--- Aim of the exercise ---
Add 87 to every x and y coordinate in the answers in the listing below, from the line containing "Provide one point per instance of the crystal" up to and including the line containing "349), (628, 370)]". Write out only those lines, with the requests and all other lines unchanged.

--- Entries shown ---
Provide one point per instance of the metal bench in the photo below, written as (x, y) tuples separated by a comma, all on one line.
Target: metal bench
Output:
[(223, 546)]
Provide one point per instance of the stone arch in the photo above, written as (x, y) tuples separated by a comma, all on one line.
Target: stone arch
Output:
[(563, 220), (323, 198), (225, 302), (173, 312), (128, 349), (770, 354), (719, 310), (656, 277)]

---

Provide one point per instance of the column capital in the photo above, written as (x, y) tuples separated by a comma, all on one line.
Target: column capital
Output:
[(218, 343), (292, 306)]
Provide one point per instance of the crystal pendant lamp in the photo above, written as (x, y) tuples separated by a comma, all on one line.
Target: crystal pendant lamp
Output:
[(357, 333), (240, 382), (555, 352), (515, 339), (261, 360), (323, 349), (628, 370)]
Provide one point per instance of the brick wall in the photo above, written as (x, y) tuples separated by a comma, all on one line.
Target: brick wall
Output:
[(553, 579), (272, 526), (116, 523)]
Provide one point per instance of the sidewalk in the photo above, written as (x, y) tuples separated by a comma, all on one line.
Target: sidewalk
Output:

--

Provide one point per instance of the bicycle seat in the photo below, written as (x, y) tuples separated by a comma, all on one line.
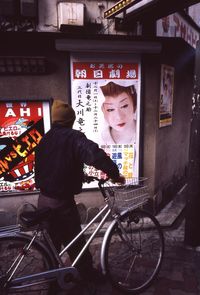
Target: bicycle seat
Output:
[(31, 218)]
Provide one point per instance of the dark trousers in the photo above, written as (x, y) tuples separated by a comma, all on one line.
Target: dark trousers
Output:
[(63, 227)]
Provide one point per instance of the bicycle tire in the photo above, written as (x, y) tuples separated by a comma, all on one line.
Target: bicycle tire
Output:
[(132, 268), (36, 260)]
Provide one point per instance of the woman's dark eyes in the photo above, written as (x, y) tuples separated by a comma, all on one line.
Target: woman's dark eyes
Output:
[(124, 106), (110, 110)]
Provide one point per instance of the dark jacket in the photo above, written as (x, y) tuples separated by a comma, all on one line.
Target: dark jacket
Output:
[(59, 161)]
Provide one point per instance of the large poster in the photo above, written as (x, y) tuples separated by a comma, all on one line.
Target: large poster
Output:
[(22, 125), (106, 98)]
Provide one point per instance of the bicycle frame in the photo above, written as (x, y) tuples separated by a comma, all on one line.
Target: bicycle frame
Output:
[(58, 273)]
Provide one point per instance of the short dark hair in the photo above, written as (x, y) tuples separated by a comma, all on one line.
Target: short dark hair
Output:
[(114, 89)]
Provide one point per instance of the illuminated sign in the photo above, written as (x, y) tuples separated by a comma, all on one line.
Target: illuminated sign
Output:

--- The answer ---
Provide one point per instance of the crystal pendant lamp in the photo above, written as (x, y) tuples separated by a comma, all on one line.
Target: crystal pendant lamp
Output:
[(444, 420), (327, 469), (642, 439), (602, 426), (348, 447), (410, 436), (715, 457)]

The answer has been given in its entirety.